* Task details: Would you quote the material below in full and unchanged?

Items listed in a dataset:
******************************

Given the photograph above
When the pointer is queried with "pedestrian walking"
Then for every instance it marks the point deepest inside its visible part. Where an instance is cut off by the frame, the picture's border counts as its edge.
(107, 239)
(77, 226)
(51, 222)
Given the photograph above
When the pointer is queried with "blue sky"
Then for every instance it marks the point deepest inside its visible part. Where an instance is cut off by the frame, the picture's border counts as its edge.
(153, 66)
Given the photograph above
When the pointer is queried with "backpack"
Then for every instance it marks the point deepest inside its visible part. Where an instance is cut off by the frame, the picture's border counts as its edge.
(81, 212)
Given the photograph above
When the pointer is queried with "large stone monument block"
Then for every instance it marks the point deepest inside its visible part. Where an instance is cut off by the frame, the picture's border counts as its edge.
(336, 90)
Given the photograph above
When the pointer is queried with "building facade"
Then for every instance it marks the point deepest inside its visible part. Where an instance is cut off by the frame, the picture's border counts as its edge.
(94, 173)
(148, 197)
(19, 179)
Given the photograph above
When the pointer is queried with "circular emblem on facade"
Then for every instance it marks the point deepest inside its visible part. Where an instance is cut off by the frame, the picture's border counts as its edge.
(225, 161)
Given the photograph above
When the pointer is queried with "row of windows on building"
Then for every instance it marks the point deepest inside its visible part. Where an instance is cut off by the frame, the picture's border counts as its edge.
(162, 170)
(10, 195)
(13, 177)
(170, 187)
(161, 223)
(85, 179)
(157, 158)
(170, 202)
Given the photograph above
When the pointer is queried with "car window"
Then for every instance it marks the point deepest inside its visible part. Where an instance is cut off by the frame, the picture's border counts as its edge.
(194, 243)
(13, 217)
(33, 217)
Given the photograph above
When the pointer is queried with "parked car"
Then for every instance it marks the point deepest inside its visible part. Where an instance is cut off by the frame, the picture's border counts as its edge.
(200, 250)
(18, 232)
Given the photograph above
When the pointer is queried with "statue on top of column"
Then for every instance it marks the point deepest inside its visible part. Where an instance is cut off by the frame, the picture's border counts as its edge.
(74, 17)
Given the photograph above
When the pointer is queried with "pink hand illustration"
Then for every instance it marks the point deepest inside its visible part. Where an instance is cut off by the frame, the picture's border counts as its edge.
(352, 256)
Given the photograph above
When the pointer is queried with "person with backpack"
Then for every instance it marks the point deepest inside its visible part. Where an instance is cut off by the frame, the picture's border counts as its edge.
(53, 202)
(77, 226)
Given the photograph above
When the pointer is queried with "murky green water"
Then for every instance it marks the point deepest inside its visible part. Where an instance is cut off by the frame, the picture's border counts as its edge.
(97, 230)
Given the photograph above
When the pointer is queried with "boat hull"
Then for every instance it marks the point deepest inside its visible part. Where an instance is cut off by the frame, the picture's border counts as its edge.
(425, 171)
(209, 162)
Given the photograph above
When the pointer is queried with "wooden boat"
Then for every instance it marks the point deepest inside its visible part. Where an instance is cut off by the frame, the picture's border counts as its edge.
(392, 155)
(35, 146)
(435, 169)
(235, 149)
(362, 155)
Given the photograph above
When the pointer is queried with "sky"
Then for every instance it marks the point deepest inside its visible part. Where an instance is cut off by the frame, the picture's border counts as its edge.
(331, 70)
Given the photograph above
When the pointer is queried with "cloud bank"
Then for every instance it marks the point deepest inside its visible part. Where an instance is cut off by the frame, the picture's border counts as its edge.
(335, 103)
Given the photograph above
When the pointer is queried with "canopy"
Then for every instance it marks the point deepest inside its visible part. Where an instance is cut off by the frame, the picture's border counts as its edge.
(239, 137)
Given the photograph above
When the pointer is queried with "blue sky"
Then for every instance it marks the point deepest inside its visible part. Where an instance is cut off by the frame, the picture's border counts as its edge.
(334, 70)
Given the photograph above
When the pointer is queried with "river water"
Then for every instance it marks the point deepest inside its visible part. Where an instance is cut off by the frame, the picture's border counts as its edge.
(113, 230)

******************************

* Written response:
Given the photograph above
When the pointer is queried with "pedestrian walking"
Then for every instance it marks the point deepest inside its visible part. Where an instance is cut off by the frame, the picture's border counts as its edge.
(107, 239)
(77, 226)
(51, 222)
Given the photograph above
When the pointer is queried with "blue sky"
Then for every instance it marks the point deepest inside its visible part. Where an instance is cut off by the frame, the picture's border counts as its edge.
(153, 66)
Given the photograph above
When the pointer is queried with "backpack"
Then for every instance it marks the point deepest inside its visible part. Where an instance is cut off by the frame, the picture's border counts as its edge.
(81, 212)
Given the photograph above
When the pointer is queried with "large stone monument block"
Then for every instance it marks the point deepest inside its visible part. Where an instance is cut off by the frame, the picture's border counts as its edge.
(336, 90)
Given the photograph above
When the pointer is queried with "building facade"
Then for every instance it marks the point deepest inside its visible part. Where an instance is cut off by the frame, the picture's border counts as its edge.
(94, 173)
(148, 197)
(19, 179)
Given the photograph above
When the pointer is queried with "circular emblem on facade"
Then for every instance it marks the point deepest inside its visible part. Where an instance is cut off by the frame, the picture's border counts as its edge.
(225, 161)
Given the photograph above
When the pointer is queried with "row of windows on building"
Then for every instance it marks the point deepest inside its visible part. Where an instance is cut off by the frame, the picture's border counts as its edge.
(162, 170)
(10, 195)
(13, 177)
(170, 187)
(161, 223)
(85, 179)
(157, 158)
(170, 202)
Given the photograph above
When the pointer is queried with "car window"
Then for every instance it marks the point deepest inside its visible part. Where an instance is cut off by the frame, the picture's border counts as its edge.
(194, 243)
(13, 217)
(33, 217)
Given the photograph above
When the pointer is queried with "parked car"
Then for every instance it marks the point deepest inside its visible part. Where an instance is cut off by the frame, the picture's border counts as its edge.
(200, 250)
(18, 232)
Given the photograph above
When the pointer is queried with "statue on top of column"
Then for every instance it marks the point deepest inside its visible part. Where an instance is cut off by the frame, the picture's border counts as its edge.
(74, 17)
Given the photograph above
When the pointer is queried with "pink hand illustration"
Then for every instance it marks the point deepest inside its visible part. Where an instance is cut off by the frame, the picture's border counts as its edge.
(352, 256)
Given the photograph above
When the pointer is queried with "person with backpack"
Then for every instance it marks the point deepest inside its visible part. Where an instance is cut off by the frame, the picture's border counts as its edge.
(53, 202)
(77, 226)
Given the photograph above
When the pointer is queried with "murky green water"
Then for every instance it marks the point deepest inside its visible part. Where an instance is cut off by the frame, the picture's border counts as its edge.
(97, 230)
Given the photograph above
When the pointer is queried with "boat hull"
Then for every instance it marks the point deepest inside its visible part. Where an instance is cut off by the frame, the picture's border counts as its edge.
(425, 171)
(209, 162)
Given the photograph above
When the pointer is queried with "wooden boat"
Then for every instance it marks the point deepest inside its visible part. Where an instance is cut off by the frame, the picture's border counts as its edge.
(392, 155)
(35, 146)
(435, 169)
(235, 149)
(362, 155)
Given the photograph above
When the pointer is queried with "sky"
Then for every instance it marks the point deepest inside its visible part. Where an instance is cut off by the frame, the picture's border counts as its edge.
(331, 70)
Given the photograph above
When the pointer is queried with "cloud bank"
Then for every instance it marks the point deepest inside its visible part. Where an instance is cut off by the frame, the picture's border counts as its edge.
(335, 103)
Given the photograph above
When the pointer is queried with "canopy"
Then for every instance it marks the point deepest inside its visible part. Where an instance is cut off by the frame, the picture's border counts as its edge.
(239, 137)
Given the photograph above
When the pointer is queried with "blue sky"
Then for every instance it marks the point deepest inside its visible part. Where an instance is cut off by the frame, the picture's border counts as its edge.
(334, 70)
Given the photograph above
When the pointer is queried with "river water"
Then for every instance it marks the point deepest inside its visible part. Where an instance is cut off by the frame, the picture's border counts as its edge.
(113, 230)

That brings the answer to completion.